*The request:* Report every line of the rows below that contains the word "abdomen", copying each line in full.

*Material:*
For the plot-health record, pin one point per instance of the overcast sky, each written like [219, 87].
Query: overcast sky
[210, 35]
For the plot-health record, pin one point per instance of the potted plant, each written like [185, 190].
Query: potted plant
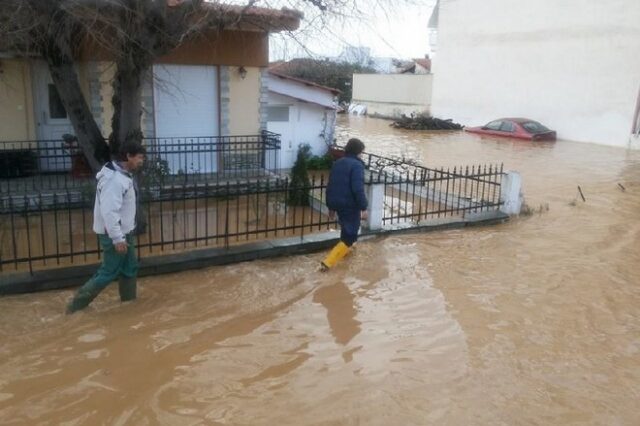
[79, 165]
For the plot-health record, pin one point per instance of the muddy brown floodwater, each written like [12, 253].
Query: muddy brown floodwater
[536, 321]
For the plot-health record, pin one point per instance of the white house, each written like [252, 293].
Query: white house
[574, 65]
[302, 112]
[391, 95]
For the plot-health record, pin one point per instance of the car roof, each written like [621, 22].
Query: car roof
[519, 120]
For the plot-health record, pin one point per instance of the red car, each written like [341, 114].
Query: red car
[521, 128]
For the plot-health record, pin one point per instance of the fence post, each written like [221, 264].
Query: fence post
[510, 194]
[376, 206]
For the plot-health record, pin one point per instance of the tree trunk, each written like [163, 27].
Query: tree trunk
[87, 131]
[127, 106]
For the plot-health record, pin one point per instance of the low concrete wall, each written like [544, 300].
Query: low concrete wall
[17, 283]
---
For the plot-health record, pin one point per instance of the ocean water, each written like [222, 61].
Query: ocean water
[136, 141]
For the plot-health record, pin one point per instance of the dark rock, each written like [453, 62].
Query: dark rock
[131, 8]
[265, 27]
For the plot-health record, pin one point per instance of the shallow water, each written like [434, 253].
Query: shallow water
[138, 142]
* * *
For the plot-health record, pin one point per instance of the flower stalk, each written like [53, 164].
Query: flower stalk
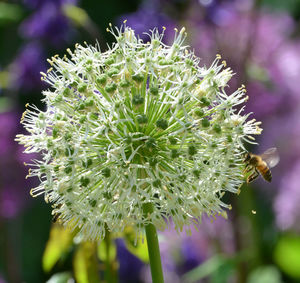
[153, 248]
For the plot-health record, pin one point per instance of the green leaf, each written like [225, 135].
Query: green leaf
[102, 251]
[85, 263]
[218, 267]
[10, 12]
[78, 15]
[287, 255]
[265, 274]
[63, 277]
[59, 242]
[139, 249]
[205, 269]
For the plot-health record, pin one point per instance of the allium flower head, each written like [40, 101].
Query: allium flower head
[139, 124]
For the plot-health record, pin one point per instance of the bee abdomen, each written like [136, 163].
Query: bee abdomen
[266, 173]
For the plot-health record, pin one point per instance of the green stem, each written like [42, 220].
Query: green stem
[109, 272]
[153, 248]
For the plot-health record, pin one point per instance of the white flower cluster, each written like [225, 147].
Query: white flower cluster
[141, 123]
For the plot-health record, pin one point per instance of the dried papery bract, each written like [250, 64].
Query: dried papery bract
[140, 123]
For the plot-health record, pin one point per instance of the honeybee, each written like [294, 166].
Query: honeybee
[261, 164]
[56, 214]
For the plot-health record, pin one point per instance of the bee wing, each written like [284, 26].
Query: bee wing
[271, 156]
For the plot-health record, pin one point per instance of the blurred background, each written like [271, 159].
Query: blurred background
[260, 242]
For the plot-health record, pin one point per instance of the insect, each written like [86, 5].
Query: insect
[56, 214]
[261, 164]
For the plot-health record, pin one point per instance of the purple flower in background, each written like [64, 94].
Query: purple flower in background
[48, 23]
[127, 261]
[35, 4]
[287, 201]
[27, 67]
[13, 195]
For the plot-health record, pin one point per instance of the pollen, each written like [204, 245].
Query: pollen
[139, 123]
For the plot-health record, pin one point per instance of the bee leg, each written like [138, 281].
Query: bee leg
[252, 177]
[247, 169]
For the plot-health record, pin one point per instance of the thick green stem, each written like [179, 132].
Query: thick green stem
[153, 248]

*Result of this exercise:*
For the plot-health record, pin one point per instance of the bee abdomen, each written like [136, 163].
Query: bee abdomen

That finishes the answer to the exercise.